▶ Description of the task: The lines to be extracted begin at the line containing "church dome, one" and end at the last line of the data below; copy them exactly and leave out the pictures.

▶ Extracted data:
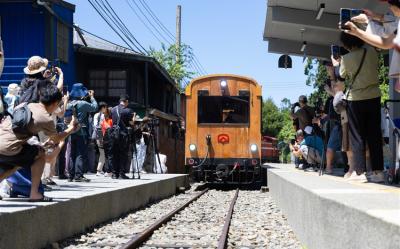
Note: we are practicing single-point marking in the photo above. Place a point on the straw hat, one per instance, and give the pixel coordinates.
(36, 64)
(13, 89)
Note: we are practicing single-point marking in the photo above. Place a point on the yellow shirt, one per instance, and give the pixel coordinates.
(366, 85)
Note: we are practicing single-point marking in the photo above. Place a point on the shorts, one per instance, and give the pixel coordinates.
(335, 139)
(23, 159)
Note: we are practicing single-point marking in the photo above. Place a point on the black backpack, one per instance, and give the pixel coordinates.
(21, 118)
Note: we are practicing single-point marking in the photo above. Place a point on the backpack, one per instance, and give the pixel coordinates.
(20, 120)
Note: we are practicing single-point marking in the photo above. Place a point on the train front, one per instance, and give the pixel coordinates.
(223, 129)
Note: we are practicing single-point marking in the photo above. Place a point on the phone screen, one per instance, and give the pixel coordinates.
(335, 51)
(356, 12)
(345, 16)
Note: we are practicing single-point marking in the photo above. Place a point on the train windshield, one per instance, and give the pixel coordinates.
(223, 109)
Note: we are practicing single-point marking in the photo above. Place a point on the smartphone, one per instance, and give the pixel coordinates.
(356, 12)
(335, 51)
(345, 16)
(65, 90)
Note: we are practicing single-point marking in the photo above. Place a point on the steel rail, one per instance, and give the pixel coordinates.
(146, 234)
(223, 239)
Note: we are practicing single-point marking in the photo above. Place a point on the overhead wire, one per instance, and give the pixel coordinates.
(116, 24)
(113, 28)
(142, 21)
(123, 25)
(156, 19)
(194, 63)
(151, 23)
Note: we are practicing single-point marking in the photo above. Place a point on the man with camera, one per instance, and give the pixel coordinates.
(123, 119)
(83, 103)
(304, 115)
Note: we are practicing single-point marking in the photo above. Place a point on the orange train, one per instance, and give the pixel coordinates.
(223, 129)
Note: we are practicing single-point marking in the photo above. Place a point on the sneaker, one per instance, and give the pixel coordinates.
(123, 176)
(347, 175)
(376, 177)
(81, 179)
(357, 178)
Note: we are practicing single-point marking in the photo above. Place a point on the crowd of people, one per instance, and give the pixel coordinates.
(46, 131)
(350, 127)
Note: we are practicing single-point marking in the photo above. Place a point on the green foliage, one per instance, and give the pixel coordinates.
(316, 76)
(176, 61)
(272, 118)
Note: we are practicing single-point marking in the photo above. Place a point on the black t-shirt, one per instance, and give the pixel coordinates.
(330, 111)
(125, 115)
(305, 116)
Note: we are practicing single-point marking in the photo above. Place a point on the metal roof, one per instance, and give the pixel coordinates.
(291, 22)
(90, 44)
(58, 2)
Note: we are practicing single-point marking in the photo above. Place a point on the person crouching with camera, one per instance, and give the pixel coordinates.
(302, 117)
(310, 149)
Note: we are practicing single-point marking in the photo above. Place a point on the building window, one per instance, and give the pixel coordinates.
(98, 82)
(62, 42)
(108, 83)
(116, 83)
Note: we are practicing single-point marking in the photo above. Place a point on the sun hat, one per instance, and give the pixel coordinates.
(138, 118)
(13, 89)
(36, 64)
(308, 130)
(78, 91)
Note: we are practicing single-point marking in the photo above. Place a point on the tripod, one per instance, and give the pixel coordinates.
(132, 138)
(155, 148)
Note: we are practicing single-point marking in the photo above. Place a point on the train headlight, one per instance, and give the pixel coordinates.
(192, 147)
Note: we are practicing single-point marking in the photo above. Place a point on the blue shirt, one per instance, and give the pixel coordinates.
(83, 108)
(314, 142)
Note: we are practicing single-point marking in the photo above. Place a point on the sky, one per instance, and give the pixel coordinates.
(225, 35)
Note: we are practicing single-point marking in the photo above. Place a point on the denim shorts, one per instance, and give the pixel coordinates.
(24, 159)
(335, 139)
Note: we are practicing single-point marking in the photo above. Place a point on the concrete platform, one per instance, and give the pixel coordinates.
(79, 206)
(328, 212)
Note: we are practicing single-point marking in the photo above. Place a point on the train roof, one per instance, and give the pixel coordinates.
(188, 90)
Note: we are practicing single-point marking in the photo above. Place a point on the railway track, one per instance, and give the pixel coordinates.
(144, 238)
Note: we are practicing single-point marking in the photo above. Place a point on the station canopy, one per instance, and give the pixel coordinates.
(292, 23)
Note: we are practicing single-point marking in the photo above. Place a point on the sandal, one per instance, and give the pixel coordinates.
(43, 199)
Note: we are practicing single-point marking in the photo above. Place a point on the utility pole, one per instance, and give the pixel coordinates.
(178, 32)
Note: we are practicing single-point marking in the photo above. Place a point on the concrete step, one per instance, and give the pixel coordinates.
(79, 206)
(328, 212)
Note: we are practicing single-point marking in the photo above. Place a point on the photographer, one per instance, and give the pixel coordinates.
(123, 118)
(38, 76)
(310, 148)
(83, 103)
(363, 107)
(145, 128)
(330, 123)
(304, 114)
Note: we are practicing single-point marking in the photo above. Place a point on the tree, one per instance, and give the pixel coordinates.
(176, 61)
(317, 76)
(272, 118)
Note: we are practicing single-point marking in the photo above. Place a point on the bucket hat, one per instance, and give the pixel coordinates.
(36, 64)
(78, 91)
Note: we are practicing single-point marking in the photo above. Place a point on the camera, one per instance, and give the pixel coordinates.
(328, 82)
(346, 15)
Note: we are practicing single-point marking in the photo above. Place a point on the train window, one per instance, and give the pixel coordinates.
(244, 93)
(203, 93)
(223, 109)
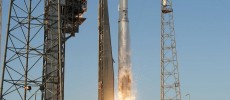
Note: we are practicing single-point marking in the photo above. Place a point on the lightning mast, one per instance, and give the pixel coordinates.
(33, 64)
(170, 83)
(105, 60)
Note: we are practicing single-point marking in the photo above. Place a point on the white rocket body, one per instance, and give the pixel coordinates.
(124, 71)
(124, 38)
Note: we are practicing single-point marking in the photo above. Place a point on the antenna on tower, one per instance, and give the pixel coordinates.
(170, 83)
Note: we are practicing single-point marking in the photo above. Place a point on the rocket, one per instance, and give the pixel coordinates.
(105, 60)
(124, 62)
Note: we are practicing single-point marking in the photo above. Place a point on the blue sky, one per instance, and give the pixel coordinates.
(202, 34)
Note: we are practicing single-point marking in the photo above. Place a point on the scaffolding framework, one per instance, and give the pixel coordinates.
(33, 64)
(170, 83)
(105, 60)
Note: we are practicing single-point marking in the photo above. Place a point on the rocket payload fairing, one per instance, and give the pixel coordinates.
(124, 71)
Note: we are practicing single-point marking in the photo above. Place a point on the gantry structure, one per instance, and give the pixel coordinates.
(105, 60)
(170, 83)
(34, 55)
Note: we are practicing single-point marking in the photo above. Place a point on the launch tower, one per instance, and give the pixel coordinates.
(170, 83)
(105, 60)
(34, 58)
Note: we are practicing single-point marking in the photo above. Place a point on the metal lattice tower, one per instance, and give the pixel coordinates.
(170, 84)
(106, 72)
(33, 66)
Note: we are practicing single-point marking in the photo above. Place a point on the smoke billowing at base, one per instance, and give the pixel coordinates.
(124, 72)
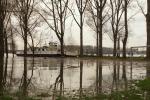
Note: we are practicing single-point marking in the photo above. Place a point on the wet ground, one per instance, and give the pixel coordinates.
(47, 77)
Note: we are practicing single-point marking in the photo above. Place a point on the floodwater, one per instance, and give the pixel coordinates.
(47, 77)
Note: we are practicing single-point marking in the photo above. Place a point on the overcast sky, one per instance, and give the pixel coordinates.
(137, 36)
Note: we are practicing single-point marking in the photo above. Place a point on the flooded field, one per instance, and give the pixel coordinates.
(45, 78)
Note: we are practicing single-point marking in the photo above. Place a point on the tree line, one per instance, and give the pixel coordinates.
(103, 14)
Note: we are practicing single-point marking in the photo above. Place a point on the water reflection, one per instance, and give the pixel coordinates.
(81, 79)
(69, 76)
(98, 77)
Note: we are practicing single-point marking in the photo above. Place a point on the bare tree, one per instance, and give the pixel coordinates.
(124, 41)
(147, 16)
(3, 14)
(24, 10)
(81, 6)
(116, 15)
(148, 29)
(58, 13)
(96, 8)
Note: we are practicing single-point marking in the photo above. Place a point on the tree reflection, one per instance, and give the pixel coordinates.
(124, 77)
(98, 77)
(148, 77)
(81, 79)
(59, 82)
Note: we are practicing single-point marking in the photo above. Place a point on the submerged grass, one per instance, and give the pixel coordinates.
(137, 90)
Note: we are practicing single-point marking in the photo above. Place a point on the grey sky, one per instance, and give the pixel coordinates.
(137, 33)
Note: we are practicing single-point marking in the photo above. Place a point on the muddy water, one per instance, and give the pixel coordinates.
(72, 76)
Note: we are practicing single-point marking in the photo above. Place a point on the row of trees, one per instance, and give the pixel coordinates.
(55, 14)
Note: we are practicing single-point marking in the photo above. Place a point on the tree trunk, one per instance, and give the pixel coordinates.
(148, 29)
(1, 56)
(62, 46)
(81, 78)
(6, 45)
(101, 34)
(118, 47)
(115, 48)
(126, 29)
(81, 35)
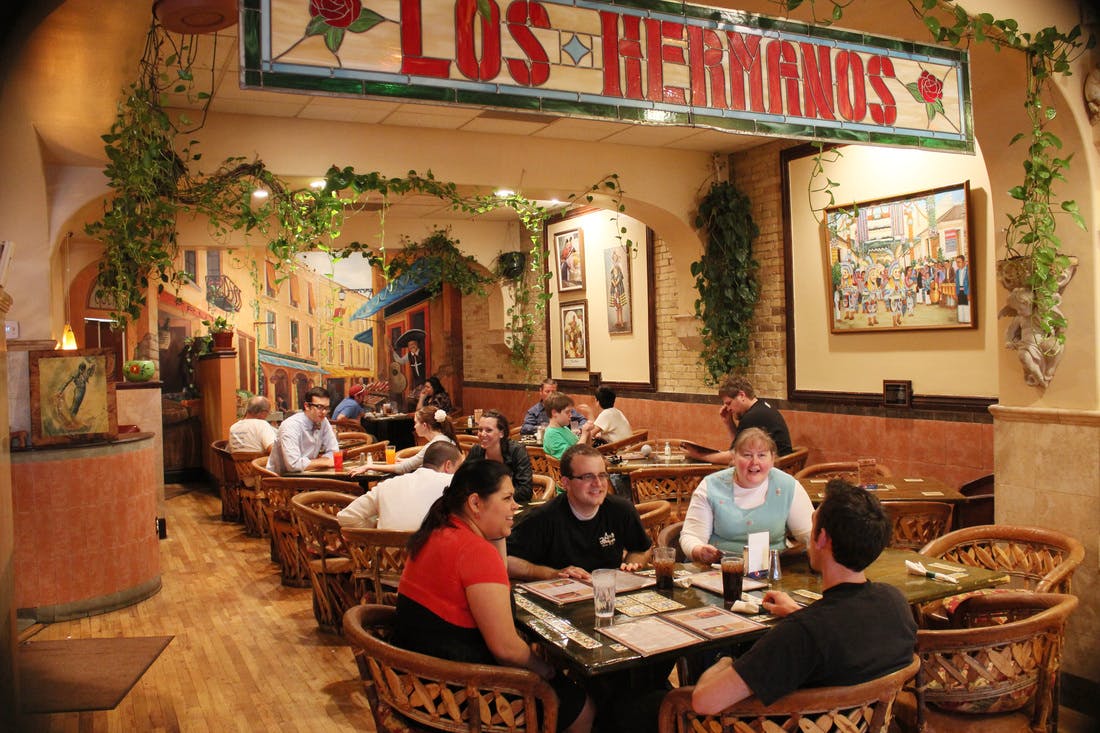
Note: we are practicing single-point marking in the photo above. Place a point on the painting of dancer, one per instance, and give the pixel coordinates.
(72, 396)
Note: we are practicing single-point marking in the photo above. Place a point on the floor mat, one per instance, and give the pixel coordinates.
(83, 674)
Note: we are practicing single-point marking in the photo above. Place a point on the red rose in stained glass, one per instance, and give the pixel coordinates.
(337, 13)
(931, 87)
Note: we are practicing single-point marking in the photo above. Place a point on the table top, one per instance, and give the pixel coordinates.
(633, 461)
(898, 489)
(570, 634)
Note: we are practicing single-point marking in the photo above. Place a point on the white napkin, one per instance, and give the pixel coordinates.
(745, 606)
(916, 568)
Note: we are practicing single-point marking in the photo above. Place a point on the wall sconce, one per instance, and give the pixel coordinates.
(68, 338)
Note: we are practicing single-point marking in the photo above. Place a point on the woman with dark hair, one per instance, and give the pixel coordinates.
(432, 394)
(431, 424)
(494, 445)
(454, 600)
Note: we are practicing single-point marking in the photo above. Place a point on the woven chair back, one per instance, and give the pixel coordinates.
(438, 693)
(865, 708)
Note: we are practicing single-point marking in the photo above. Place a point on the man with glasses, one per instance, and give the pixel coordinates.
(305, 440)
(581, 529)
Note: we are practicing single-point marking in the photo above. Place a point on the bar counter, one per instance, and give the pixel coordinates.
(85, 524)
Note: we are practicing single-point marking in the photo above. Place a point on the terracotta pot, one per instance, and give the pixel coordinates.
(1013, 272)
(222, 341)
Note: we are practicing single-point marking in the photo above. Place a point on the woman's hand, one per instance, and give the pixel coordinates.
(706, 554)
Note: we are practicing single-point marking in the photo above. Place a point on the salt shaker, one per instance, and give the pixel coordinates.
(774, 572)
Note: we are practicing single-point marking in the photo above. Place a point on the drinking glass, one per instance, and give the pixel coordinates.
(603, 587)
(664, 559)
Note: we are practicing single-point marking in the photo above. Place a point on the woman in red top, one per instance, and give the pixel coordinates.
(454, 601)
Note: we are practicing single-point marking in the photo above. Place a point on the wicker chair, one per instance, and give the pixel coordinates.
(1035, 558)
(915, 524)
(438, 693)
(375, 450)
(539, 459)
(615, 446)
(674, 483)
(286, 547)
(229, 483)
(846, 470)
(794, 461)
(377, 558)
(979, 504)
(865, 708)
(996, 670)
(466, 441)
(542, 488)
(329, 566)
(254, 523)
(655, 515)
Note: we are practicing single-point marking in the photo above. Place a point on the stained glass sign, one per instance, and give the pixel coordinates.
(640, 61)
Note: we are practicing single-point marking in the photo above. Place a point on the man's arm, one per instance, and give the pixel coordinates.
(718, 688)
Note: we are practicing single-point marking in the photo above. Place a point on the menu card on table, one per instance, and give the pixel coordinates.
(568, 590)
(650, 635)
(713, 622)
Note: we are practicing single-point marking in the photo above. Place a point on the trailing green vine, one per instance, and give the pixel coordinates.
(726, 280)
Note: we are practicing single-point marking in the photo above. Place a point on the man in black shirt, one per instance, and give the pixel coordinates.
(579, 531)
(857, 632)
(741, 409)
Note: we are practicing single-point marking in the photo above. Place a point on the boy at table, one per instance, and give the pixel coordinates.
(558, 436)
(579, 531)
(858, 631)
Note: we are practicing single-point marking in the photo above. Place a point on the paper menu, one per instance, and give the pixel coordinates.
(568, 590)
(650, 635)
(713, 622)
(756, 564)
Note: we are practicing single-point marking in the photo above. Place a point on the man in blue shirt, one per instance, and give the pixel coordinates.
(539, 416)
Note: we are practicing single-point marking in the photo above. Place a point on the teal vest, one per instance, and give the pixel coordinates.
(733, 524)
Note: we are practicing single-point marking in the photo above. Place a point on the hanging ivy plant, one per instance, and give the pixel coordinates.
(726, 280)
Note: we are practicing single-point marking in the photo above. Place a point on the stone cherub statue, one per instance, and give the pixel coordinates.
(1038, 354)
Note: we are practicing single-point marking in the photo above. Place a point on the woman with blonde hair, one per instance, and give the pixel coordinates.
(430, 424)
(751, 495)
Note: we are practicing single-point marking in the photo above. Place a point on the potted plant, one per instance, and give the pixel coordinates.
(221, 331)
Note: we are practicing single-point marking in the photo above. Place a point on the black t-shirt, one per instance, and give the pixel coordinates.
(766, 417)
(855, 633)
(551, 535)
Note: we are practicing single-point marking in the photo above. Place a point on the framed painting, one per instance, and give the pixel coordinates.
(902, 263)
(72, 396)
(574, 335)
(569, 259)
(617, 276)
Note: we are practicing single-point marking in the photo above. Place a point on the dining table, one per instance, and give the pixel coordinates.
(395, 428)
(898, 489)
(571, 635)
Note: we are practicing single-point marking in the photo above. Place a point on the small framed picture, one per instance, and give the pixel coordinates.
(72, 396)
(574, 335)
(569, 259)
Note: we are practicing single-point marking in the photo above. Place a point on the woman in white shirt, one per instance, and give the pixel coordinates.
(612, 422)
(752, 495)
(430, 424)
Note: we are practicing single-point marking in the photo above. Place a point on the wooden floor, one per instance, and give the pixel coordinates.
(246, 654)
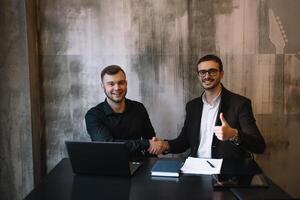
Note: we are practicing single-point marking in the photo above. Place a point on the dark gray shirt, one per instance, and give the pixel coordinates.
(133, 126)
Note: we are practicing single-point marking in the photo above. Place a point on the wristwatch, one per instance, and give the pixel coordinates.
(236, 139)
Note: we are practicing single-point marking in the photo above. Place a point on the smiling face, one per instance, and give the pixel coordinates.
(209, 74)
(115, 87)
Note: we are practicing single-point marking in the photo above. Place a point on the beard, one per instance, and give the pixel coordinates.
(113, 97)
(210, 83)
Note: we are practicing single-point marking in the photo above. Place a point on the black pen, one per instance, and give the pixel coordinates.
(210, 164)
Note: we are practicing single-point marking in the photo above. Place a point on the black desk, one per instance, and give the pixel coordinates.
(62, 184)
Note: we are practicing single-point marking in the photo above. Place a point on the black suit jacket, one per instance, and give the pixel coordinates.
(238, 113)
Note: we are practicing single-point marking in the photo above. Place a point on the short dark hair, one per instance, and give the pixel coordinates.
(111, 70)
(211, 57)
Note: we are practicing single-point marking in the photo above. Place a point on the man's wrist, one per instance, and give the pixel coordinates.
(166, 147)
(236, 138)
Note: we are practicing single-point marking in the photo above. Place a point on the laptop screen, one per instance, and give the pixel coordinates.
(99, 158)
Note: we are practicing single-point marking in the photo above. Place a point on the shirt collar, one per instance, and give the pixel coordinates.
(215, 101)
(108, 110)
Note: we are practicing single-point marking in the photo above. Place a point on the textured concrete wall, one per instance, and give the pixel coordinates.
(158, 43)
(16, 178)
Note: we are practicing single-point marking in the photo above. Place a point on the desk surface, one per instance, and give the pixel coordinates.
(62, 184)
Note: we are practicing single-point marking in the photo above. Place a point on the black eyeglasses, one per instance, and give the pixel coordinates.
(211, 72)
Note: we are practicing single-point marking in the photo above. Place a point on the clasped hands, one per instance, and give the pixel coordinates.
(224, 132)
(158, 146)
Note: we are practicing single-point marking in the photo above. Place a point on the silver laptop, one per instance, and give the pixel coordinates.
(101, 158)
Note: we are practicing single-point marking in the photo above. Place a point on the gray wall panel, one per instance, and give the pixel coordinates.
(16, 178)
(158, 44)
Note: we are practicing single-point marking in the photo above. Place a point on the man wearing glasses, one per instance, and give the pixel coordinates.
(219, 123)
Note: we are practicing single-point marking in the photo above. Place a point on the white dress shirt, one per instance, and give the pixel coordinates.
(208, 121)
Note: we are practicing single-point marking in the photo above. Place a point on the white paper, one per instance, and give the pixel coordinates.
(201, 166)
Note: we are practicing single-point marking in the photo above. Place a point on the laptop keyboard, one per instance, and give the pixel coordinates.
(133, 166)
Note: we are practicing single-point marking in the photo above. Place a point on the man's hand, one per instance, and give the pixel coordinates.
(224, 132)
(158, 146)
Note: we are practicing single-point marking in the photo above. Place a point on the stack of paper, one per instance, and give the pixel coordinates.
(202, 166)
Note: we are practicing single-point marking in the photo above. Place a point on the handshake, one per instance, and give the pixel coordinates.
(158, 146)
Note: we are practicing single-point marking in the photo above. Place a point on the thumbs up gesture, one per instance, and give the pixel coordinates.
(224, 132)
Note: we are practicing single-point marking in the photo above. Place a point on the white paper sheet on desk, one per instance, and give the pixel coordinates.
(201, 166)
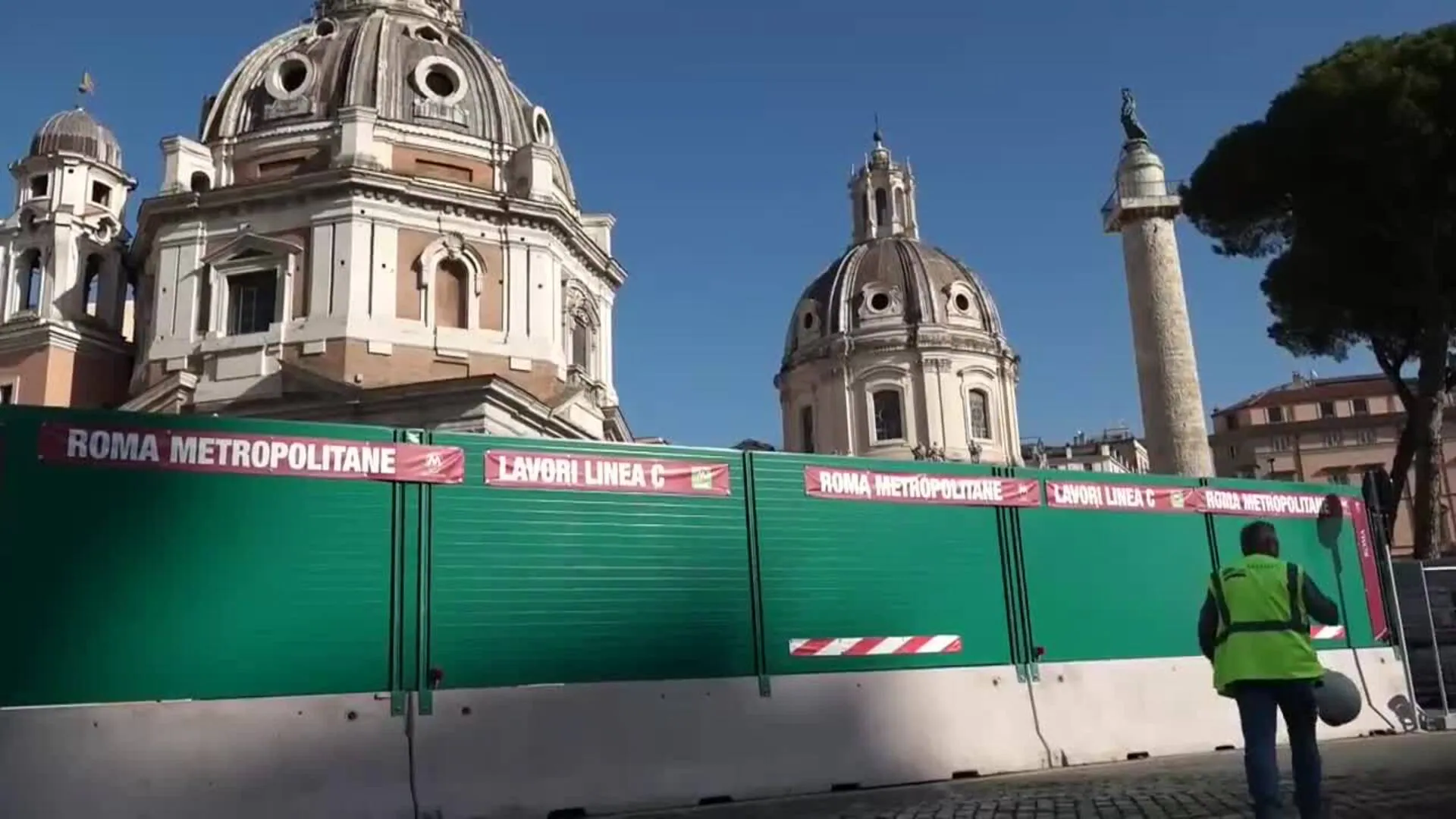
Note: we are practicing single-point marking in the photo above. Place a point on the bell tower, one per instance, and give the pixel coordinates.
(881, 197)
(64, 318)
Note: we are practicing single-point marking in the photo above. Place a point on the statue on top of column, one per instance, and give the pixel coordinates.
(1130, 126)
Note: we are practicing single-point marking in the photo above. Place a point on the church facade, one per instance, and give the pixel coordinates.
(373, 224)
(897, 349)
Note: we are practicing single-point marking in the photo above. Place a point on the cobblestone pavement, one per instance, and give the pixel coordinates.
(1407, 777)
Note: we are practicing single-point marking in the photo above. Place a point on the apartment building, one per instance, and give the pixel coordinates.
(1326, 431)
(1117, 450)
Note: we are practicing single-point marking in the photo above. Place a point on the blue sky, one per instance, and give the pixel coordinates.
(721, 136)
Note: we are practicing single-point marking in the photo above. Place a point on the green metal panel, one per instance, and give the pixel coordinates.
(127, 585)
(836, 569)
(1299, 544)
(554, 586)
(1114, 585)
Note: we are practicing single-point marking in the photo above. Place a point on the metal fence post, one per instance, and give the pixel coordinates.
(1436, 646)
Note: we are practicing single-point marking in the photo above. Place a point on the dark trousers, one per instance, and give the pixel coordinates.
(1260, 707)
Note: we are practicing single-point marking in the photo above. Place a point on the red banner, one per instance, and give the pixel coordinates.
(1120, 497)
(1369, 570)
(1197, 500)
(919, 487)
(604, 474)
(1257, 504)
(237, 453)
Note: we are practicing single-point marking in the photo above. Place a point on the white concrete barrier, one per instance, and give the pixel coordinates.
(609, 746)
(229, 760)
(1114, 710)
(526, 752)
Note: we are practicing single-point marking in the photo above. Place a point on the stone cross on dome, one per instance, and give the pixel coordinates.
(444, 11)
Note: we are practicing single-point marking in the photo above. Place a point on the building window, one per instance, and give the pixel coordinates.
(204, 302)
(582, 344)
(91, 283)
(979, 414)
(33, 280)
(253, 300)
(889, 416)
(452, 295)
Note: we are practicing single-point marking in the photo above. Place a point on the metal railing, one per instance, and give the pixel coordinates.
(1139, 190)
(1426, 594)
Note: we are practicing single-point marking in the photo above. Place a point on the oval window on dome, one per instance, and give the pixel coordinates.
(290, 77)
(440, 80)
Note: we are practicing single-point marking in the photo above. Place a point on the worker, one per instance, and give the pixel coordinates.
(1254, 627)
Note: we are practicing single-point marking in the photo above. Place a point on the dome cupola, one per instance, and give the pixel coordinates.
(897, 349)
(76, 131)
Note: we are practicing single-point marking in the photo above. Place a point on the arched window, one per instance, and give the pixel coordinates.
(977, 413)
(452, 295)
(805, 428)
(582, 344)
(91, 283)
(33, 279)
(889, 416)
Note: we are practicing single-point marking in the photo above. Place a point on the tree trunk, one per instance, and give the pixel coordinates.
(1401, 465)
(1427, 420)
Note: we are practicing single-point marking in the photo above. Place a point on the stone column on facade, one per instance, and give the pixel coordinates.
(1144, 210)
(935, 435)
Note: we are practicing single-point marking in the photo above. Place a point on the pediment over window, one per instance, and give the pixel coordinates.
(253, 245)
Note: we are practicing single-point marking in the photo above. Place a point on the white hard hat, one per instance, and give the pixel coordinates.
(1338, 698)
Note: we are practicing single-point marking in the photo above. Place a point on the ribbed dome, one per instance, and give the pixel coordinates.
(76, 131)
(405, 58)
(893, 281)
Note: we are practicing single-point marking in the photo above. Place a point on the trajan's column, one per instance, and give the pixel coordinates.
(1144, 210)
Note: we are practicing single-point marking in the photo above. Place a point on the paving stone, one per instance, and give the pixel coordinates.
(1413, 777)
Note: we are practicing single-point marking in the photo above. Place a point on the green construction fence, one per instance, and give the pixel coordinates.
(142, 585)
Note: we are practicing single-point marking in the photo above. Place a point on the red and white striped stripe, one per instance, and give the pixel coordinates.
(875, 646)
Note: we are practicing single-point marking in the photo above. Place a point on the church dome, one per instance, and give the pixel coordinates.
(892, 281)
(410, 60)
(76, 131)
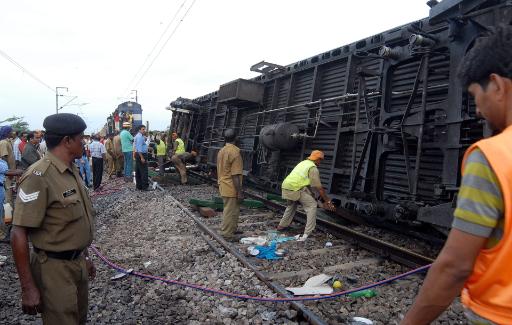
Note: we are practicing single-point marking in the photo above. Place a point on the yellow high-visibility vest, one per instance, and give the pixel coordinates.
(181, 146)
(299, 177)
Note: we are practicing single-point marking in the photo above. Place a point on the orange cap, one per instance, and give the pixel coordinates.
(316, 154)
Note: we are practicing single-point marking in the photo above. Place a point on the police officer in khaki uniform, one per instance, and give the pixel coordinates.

▶ Exercise answer:
Note: we are practicing single-point marking in the photo above. Place a point on the church dome, one per instance, and give the pixel coordinates.
(892, 281)
(410, 60)
(76, 131)
Note: we are practicing single-point marking in the photo above. Place a point on the yellow high-visibility vest, one per instance, and give the pixel coordinates.
(181, 146)
(299, 177)
Note: we are practicing single-point marking in the photo above. Place a point on the orange cap, one per instance, and give the pixel coordinates.
(316, 154)
Note: we are practicing single-point marking in the photo above. Place a point on the police officer in khaki uniform, one per instance, and give the pixel coordinates.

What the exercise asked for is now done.